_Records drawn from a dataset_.
☆ ☆ ☆ ☆ ☆ ☆ ☆
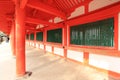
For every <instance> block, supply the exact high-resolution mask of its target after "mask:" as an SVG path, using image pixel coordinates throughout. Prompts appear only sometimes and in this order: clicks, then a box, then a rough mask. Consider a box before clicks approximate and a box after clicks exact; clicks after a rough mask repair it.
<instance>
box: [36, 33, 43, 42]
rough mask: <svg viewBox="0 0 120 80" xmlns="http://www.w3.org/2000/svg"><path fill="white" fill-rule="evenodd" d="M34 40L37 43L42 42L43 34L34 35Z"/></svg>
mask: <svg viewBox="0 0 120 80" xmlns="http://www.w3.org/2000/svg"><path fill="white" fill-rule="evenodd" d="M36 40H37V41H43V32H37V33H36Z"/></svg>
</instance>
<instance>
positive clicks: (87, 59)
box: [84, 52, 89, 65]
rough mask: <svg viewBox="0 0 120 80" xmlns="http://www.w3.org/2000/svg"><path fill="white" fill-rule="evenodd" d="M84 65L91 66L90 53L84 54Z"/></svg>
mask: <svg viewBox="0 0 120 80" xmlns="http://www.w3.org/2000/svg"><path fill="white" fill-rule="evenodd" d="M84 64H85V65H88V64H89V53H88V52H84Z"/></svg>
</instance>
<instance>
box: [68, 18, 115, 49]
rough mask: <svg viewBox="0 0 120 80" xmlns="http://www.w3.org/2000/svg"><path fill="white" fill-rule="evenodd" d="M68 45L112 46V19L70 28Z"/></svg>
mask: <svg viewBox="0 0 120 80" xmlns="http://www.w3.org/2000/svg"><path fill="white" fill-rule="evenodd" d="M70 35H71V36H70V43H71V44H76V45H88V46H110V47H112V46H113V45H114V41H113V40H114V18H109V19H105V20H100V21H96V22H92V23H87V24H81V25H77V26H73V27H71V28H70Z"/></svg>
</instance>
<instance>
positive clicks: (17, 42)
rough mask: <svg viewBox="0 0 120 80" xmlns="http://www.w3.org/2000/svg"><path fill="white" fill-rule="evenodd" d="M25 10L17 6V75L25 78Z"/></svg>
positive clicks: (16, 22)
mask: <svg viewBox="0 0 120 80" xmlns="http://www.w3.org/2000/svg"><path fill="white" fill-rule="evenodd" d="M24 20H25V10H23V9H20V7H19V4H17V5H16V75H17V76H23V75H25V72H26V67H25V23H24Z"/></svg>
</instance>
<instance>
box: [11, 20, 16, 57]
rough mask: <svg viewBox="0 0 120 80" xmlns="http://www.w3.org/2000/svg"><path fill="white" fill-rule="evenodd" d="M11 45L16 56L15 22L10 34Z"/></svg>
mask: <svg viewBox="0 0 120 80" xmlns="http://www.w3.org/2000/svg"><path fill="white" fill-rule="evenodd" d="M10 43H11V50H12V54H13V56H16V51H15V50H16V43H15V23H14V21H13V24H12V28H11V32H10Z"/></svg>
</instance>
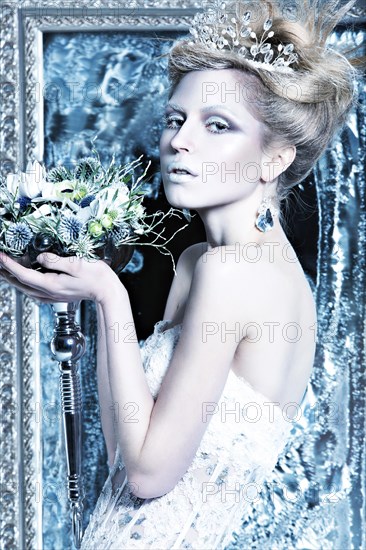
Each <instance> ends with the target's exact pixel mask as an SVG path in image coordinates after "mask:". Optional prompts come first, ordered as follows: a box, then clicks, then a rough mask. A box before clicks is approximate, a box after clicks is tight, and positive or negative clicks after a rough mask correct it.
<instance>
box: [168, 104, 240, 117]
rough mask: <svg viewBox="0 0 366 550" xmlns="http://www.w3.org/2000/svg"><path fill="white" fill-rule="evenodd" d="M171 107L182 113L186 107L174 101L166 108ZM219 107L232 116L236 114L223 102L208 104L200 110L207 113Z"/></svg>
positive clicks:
☆ ☆ ☆ ☆ ☆ ☆ ☆
_Brief_. Exactly as written above, print every record, and keep the pictures out.

_Reply_.
For every <instance> block, supply the exact high-resolution mask of its target after "mask:" as an SVG path, using image pixel coordinates throughout. Prompts appear only sometimes and in this order: clicks, then a box, then a rough mask. Consider a box before clicks approximate and a box after clicks exact; clicks after a rough mask repair it.
<instance>
box: [36, 33, 43, 42]
rough mask: <svg viewBox="0 0 120 80" xmlns="http://www.w3.org/2000/svg"><path fill="white" fill-rule="evenodd" d="M34 40L37 43L42 42L43 34L34 35Z"/></svg>
mask: <svg viewBox="0 0 120 80" xmlns="http://www.w3.org/2000/svg"><path fill="white" fill-rule="evenodd" d="M36 40H37V41H43V32H37V33H36Z"/></svg>
</instance>
<instance>
positive clicks: (87, 59)
box: [84, 52, 89, 65]
rough mask: <svg viewBox="0 0 120 80" xmlns="http://www.w3.org/2000/svg"><path fill="white" fill-rule="evenodd" d="M84 65L91 66L90 53L84 54Z"/></svg>
mask: <svg viewBox="0 0 120 80" xmlns="http://www.w3.org/2000/svg"><path fill="white" fill-rule="evenodd" d="M84 64H85V65H88V64H89V53H88V52H84Z"/></svg>
</instance>
<instance>
box: [68, 18, 115, 49]
rough mask: <svg viewBox="0 0 120 80" xmlns="http://www.w3.org/2000/svg"><path fill="white" fill-rule="evenodd" d="M68 45L112 46V19L70 28Z"/></svg>
mask: <svg viewBox="0 0 120 80" xmlns="http://www.w3.org/2000/svg"><path fill="white" fill-rule="evenodd" d="M70 35H71V36H70V43H71V44H76V45H88V46H110V47H112V46H113V45H114V41H113V40H114V18H109V19H105V20H100V21H96V22H92V23H87V24H81V25H77V26H73V27H71V28H70Z"/></svg>
</instance>
<instance>
positive clicks: (17, 42)
rough mask: <svg viewBox="0 0 120 80" xmlns="http://www.w3.org/2000/svg"><path fill="white" fill-rule="evenodd" d="M25 10L17 6V75L25 78Z"/></svg>
positive clicks: (16, 22)
mask: <svg viewBox="0 0 120 80" xmlns="http://www.w3.org/2000/svg"><path fill="white" fill-rule="evenodd" d="M24 20H25V10H23V9H20V7H19V4H17V5H16V75H17V76H23V75H25V72H26V67H25V23H24Z"/></svg>
</instance>
<instance>
box: [11, 20, 16, 57]
rough mask: <svg viewBox="0 0 120 80" xmlns="http://www.w3.org/2000/svg"><path fill="white" fill-rule="evenodd" d="M11 45L16 56L15 22L10 34Z"/></svg>
mask: <svg viewBox="0 0 120 80" xmlns="http://www.w3.org/2000/svg"><path fill="white" fill-rule="evenodd" d="M10 43H11V50H12V54H13V56H16V51H15V50H16V43H15V23H14V21H13V24H12V28H11V32H10Z"/></svg>
</instance>
Each <instance> ends with the target's exact pixel mask as an SVG path in image coordinates after "mask:". Optional prompts come first, ordered as follows: a box, then clicks, then a rough mask. A box before clicks is approximate, a box after clicks is tight, and positive or negative clicks after a rough mask correct it.
<instance>
box: [168, 104, 240, 117]
rough mask: <svg viewBox="0 0 366 550" xmlns="http://www.w3.org/2000/svg"><path fill="white" fill-rule="evenodd" d="M171 107L182 113L186 107L174 101L166 108ZM219 107L232 116L236 114L223 102L208 104L200 110L207 113Z"/></svg>
positive clicks:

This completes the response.